### What the task requires
Retype the whole listing below, character for character.

### Supplied information
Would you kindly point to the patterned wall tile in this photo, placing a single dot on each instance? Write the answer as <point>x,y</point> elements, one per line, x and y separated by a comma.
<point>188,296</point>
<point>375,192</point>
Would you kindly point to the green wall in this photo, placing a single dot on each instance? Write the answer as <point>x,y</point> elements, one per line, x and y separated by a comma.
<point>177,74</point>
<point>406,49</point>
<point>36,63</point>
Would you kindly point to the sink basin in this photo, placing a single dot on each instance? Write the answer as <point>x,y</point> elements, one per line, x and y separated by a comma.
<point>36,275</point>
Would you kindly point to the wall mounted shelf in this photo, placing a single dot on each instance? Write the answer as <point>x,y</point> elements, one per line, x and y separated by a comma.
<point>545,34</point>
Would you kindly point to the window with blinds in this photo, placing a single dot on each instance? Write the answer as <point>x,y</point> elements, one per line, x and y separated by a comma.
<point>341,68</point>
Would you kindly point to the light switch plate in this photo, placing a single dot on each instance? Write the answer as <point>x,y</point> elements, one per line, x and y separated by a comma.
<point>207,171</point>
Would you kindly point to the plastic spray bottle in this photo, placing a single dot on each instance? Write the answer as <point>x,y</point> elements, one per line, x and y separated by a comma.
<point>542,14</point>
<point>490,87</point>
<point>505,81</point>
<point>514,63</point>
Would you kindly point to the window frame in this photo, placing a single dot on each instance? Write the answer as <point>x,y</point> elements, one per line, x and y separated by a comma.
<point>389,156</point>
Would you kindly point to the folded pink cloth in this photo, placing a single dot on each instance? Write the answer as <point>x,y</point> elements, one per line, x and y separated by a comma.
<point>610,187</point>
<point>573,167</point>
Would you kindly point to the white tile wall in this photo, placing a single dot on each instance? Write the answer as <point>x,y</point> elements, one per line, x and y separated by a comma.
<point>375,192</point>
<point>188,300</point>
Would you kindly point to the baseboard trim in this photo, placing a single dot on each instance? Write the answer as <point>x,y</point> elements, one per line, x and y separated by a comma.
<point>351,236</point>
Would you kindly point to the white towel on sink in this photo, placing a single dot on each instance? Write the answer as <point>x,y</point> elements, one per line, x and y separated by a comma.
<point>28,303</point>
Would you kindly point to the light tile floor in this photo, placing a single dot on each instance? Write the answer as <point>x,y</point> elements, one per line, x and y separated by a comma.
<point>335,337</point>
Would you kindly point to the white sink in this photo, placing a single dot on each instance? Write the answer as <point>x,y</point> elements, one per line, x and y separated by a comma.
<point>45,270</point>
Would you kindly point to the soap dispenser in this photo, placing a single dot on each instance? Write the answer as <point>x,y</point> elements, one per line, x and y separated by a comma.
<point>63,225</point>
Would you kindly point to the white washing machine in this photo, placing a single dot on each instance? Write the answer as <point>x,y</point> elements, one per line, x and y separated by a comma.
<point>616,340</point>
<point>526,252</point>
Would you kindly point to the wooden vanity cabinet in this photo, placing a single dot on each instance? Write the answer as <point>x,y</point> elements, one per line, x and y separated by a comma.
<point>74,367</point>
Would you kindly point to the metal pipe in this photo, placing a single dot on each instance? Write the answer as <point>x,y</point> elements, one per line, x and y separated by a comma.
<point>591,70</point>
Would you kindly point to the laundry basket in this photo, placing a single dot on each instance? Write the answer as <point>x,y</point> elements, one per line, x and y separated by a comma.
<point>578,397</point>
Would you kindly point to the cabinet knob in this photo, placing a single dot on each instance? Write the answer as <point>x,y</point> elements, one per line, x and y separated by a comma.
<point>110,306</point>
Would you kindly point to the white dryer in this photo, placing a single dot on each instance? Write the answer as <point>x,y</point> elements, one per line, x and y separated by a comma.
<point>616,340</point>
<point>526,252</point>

### Output for this exercise
Would you kindly point to the patterned wall tile in this photo, placing a single dot on each instance? Write the answer as <point>x,y</point> elements, one per line, x and y separated by a comma.
<point>188,296</point>
<point>375,192</point>
Would you kindly point to the green wall in this photo, placing a single dot on each instance? Write the answer as <point>x,y</point> elements, one per line, x and y separated by a comma.
<point>177,74</point>
<point>406,49</point>
<point>36,63</point>
Would you kindly point to the sink basin in this photo, placing a single dot on each instance? Write the answer as <point>x,y</point> elements, one per line, x and y separated by a comma.
<point>36,275</point>
Would you kindly point to the wall mounted shelf in this photo, placing a single dot on each instance? Write the answer as <point>x,y</point> elements, one per line, x and y separated by a comma.
<point>545,34</point>
Would you kindly point to the window with blinds in this photo, placing a single dot on each instance? Write the answer as <point>x,y</point> elements, one per line, x and y separated by a comma.
<point>341,68</point>
Would you kindly point to the light switch plate in this photo, placing a single dot on each instance? Write the answer as <point>x,y</point> elements, one per line, x and y separated by a comma.
<point>207,171</point>
Would you kindly point to the plastic spray bottle in this photo, placing a single dot on each instance? Write the answer as <point>x,y</point> elements, one per line, x and y separated by a comma.
<point>542,14</point>
<point>490,87</point>
<point>505,81</point>
<point>514,63</point>
Would you kindly point to the window frame in this photo, placing a single dot on each instance? Write the answer as <point>x,y</point> elements, one per line, x and y separated by a comma.
<point>389,156</point>
Would you kindly point to the folded pink cloth in this photo, placing a single dot on each instance? Write the answer as <point>x,y</point> elements, one per line, x and y separated by a comma.
<point>610,187</point>
<point>573,167</point>
Would you kindly point to the white tile wall in this photo, placing a single dot on each instance? Write the answer as <point>x,y</point> elements, one per line, x and y separated by a comma.
<point>375,192</point>
<point>188,300</point>
Would you kindly point to the baseboard trim in this photo, placing a single dot on each instance? Write the answer as <point>x,y</point> elements, one per line, x and y separated by a comma.
<point>351,236</point>
Would you kindly point to the white towel on sink in this photo, placing a single dot on each instance? Write the answer as <point>x,y</point> elements, one per line, x and y separated by a comma.
<point>28,303</point>
Would you kindly point to the light tile floor in this photo, placing a single dot on each instance? Write the answer as <point>x,y</point> elements, one per line, x and y separated by a comma.
<point>335,337</point>
Would you kindly point to the white sink in this photo, placing a single dot on each instance? Write the answer as <point>x,y</point> elements, one per line, x and y separated by a comma.
<point>45,270</point>
Would you kindly point to the soap dispenser in this photo, placing a single dot on each instance? Write the answer as <point>x,y</point> elements, one per line, x and y separated by a comma.
<point>63,225</point>
Would you kindly point to the white washing machine in this photo, placing a single dot on each instance? Write the answer as <point>x,y</point> elements, one per line, x and y separated by a comma.
<point>616,340</point>
<point>526,252</point>
Would you kindly point to the wooden vanity cabinet in this photo, placing a single dot on each instance? Write the answer as <point>x,y</point> elements, one per line, x and y separated by a comma.
<point>74,367</point>
Would you kindly point to the metal pipe in this photo, placing a single dot on each instance? Write the answer as <point>x,y</point> elements, one per line, x and y separated by a comma.
<point>591,70</point>
Would you kindly point to the laundry basket in this photo, placing a single dot on each instance? Write the answer as <point>x,y</point> elements, one per line, x and y separated by a comma.
<point>578,397</point>
Would you kindly point to the cabinet knob in this photo, placing a single dot on each instance? Write the answer as <point>x,y</point> elements, one per line, x and y separated by a comma.
<point>110,306</point>
Would you kindly point to the white dryer in this photo, placing a single dot on each instance? Write the answer as <point>x,y</point> elements, one per line, x and y separated by a comma.
<point>616,340</point>
<point>526,252</point>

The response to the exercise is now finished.